== The problem ==
Print the data below exactly as it appears.

........

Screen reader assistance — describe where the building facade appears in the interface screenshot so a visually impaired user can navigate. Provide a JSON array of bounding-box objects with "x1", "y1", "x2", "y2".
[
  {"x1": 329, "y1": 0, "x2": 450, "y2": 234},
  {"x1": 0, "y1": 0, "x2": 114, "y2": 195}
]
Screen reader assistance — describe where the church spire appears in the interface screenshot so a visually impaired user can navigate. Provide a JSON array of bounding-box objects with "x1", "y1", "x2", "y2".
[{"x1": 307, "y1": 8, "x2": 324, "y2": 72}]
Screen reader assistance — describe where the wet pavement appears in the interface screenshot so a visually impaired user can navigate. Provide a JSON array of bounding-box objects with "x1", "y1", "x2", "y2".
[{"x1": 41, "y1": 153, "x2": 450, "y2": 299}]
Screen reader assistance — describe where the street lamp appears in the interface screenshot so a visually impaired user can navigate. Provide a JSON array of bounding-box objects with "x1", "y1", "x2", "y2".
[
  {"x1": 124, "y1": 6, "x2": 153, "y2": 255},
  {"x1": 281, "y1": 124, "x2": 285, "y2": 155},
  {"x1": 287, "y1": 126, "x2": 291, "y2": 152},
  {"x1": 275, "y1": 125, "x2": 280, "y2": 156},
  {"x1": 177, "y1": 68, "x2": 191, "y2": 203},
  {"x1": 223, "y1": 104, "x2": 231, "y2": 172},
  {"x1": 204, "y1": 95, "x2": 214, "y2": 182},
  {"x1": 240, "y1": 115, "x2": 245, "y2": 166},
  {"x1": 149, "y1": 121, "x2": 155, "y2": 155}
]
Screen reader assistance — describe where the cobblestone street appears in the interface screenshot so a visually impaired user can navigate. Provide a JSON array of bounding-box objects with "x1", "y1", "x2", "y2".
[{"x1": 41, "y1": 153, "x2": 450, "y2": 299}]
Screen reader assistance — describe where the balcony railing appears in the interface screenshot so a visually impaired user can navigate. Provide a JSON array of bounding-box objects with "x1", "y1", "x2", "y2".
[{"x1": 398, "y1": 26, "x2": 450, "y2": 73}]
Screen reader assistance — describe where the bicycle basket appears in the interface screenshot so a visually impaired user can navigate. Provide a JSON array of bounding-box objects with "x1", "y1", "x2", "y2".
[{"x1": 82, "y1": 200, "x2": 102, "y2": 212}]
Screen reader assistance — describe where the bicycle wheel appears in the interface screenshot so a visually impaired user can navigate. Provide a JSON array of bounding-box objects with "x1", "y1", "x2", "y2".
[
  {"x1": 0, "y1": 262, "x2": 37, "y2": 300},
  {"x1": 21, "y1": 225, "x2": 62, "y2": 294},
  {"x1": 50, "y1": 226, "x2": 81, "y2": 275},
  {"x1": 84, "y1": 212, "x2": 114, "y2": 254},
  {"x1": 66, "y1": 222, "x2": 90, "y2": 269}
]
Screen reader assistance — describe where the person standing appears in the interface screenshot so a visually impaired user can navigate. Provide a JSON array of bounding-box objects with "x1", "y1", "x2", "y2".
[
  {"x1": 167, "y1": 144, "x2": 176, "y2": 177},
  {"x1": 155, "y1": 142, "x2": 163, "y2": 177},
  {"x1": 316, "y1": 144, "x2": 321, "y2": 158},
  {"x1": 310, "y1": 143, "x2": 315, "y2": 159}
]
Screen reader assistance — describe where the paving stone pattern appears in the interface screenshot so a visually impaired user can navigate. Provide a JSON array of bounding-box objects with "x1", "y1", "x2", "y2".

........

== Response to this task ==
Screen reader assistance — describe where the building facade appears in the interface screenshot so a visually impaired user can navigate. Provide a JSON array of bounding-box objects with "x1", "y1", "x2", "y2".
[
  {"x1": 329, "y1": 0, "x2": 450, "y2": 234},
  {"x1": 0, "y1": 0, "x2": 114, "y2": 195}
]
Screen reader assistance — describe where the church spire appears in the interface screenshot so a visually impaired user can navigate. Provide a JSON array of bounding-box objects with "x1", "y1", "x2", "y2".
[{"x1": 307, "y1": 8, "x2": 324, "y2": 72}]
Screen reader assistance — describe where the wet pavement appears in the interface screenshot so a visually impaired user can navigate. Provide a JSON array of bounding-box objects with "x1", "y1", "x2", "y2".
[{"x1": 41, "y1": 153, "x2": 450, "y2": 299}]
Screen reader assistance — describe where the street lamp appears in the interface screenshot so a visually impaired user can navigate. Provide a JSON array of bounding-box objects with "x1", "y1", "x2", "y2".
[
  {"x1": 124, "y1": 6, "x2": 153, "y2": 255},
  {"x1": 281, "y1": 124, "x2": 285, "y2": 155},
  {"x1": 287, "y1": 126, "x2": 291, "y2": 152},
  {"x1": 275, "y1": 125, "x2": 280, "y2": 156},
  {"x1": 177, "y1": 68, "x2": 191, "y2": 203},
  {"x1": 223, "y1": 104, "x2": 231, "y2": 172},
  {"x1": 204, "y1": 95, "x2": 214, "y2": 182},
  {"x1": 240, "y1": 115, "x2": 245, "y2": 166},
  {"x1": 149, "y1": 121, "x2": 155, "y2": 155}
]
Screen reader assistance — describe where the cobblestone street appears in the interface screenshot so a visually impaired user can navigate. Provide a JSON array of bounding-box objects with "x1", "y1", "x2", "y2".
[{"x1": 41, "y1": 153, "x2": 450, "y2": 299}]
Screen reader assistance — describe where the balcony railing appears in the interface screenshot so a visually impaired user can navigate. Provide a JSON array of bounding-box objects with "x1", "y1", "x2", "y2".
[{"x1": 398, "y1": 26, "x2": 450, "y2": 73}]
Screen reader assistance — describe where the bicycle basket appears in the interface screenshot so a visually impaired user can navigate. Provide a JSON array of bounding-box objects with "x1", "y1", "x2", "y2".
[{"x1": 82, "y1": 200, "x2": 102, "y2": 212}]
Screen reader assistance — describe where the bicycle wheel appears in the interface screenshot so a visually impaired user can navigate. Provide a JSON array of bounding-box objects with "x1", "y1", "x2", "y2".
[
  {"x1": 0, "y1": 262, "x2": 37, "y2": 300},
  {"x1": 21, "y1": 225, "x2": 62, "y2": 294},
  {"x1": 50, "y1": 226, "x2": 81, "y2": 275},
  {"x1": 84, "y1": 212, "x2": 114, "y2": 254},
  {"x1": 66, "y1": 222, "x2": 90, "y2": 269}
]
Screen reader assistance — describe where the person standing appears in the interface screenshot so a visually impaired user can navigate. Provide a JSON array of bounding-box objects with "x1", "y1", "x2", "y2".
[
  {"x1": 167, "y1": 144, "x2": 176, "y2": 177},
  {"x1": 155, "y1": 142, "x2": 163, "y2": 177},
  {"x1": 316, "y1": 144, "x2": 321, "y2": 158},
  {"x1": 310, "y1": 143, "x2": 315, "y2": 159}
]
Screen reader assistance — describe where the paving stone pattern appears in the interface screenshot so a visually impaired user can navigate. Provide a JSON array of bounding-box objects with "x1", "y1", "x2", "y2".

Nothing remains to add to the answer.